• Given instruction:
Which lines of the records contain the word "dress", matched with case counting? Show each of those lines in full.
— Begin Dataset records —
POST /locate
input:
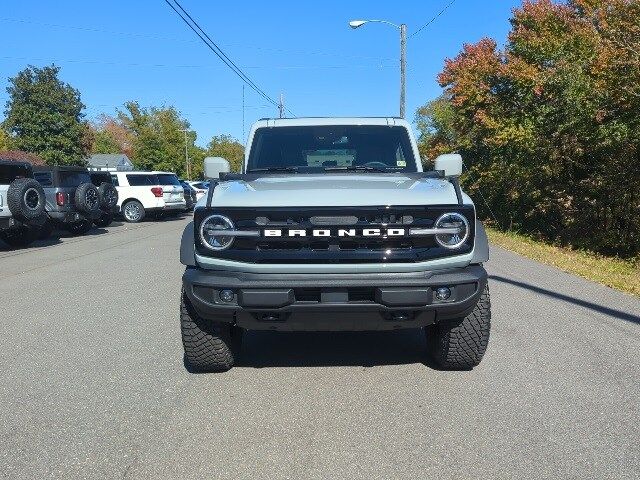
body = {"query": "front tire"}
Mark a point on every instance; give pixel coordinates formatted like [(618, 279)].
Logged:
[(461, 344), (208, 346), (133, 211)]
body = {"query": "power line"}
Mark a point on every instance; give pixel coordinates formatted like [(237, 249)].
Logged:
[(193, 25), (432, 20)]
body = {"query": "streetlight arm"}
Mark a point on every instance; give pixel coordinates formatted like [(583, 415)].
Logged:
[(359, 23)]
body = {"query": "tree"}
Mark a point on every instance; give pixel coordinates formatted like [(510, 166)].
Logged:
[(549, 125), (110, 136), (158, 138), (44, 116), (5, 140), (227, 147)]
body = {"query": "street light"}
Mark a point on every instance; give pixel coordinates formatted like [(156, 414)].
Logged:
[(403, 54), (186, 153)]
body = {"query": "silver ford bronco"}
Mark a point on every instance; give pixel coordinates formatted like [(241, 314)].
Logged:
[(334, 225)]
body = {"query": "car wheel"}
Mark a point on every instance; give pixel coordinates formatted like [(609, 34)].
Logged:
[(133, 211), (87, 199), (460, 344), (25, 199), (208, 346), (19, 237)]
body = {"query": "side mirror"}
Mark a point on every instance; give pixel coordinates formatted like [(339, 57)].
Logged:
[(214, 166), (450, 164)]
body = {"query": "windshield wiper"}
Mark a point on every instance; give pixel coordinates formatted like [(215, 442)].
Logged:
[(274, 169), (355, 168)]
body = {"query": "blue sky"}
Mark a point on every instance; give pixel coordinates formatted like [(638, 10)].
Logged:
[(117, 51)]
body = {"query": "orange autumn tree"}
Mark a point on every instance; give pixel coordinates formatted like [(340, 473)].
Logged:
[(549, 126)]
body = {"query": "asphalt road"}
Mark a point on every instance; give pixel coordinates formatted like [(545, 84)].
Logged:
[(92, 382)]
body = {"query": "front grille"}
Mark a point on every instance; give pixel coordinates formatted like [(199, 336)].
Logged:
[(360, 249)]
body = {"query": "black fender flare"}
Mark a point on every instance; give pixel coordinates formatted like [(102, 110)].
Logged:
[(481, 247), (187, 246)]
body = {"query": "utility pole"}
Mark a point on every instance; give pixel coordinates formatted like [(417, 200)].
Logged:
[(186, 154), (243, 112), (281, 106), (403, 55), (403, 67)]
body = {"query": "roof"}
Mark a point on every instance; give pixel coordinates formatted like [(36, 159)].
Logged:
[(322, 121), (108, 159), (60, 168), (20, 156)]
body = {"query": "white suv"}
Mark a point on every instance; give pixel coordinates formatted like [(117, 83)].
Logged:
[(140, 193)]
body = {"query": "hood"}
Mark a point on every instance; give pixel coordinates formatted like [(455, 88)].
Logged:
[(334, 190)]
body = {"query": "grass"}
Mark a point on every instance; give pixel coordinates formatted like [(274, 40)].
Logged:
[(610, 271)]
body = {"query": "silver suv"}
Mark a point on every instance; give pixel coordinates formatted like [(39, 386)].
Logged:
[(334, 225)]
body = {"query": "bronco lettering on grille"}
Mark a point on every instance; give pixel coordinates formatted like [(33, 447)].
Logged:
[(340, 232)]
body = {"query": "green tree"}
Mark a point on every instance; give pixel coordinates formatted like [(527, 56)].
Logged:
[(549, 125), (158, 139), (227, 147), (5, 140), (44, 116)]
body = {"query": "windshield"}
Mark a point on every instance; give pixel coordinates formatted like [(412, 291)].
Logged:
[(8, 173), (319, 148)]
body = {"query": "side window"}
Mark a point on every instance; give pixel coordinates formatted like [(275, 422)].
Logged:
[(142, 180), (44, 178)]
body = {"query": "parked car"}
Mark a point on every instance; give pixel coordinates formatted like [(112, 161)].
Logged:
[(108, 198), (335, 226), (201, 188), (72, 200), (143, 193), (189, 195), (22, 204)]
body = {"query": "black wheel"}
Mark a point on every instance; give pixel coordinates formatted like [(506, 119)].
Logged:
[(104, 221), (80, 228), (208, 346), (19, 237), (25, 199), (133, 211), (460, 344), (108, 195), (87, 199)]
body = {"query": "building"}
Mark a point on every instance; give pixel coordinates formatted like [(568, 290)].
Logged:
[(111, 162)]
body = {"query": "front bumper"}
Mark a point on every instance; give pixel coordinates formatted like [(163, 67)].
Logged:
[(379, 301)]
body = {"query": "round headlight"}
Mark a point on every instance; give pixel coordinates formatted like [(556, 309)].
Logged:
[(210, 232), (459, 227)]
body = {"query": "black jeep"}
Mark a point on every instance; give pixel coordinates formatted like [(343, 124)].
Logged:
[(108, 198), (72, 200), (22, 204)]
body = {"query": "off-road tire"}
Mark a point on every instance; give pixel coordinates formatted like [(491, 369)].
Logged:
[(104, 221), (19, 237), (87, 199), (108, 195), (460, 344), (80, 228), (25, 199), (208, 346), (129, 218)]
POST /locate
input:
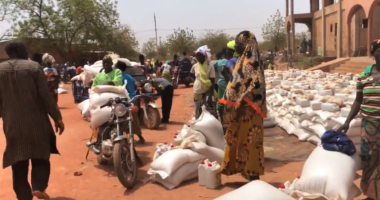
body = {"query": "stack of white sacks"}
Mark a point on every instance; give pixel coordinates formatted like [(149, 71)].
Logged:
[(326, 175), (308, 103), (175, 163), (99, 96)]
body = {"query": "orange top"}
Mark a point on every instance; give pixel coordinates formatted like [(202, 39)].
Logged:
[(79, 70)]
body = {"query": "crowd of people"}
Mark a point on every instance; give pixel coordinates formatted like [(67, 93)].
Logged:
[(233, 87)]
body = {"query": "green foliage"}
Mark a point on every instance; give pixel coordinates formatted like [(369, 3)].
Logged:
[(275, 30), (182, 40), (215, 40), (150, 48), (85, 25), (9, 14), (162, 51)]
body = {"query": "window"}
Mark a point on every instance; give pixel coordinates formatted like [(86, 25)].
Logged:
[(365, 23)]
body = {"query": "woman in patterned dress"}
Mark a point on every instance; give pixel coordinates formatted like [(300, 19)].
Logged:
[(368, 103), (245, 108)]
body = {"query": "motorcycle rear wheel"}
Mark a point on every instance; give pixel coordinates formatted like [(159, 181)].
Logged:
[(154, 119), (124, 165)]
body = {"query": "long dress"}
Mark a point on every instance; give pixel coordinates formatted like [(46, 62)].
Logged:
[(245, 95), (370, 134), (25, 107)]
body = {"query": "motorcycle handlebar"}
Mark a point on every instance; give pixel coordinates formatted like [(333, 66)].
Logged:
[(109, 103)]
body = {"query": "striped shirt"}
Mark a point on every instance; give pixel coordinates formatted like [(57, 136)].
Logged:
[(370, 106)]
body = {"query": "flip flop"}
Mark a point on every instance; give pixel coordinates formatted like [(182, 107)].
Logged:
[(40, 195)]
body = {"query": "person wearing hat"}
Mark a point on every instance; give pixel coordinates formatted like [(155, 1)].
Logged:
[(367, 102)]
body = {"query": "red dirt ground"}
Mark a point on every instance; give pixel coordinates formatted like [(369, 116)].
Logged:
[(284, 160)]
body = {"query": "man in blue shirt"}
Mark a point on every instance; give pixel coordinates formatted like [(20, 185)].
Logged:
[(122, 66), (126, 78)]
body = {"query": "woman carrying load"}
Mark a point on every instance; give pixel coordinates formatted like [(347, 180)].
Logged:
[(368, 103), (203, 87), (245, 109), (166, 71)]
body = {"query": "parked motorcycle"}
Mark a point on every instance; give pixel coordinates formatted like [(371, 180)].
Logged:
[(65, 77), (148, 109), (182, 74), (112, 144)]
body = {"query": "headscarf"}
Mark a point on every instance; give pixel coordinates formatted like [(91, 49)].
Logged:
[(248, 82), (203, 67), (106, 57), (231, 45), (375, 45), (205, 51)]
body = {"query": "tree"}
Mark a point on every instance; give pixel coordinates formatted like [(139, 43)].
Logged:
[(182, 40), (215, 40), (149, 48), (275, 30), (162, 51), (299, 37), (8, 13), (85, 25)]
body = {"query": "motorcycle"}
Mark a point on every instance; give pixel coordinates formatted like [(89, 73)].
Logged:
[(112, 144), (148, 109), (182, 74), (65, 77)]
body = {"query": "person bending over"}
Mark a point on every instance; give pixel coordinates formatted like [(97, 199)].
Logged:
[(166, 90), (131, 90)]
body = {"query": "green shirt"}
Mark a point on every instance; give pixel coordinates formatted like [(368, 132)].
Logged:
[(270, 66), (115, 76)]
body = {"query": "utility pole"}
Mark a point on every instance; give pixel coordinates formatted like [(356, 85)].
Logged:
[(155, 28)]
— End Dataset records —
• Response to the task:
body = {"query": "woman in patterned dress"}
body = {"query": "long dress"}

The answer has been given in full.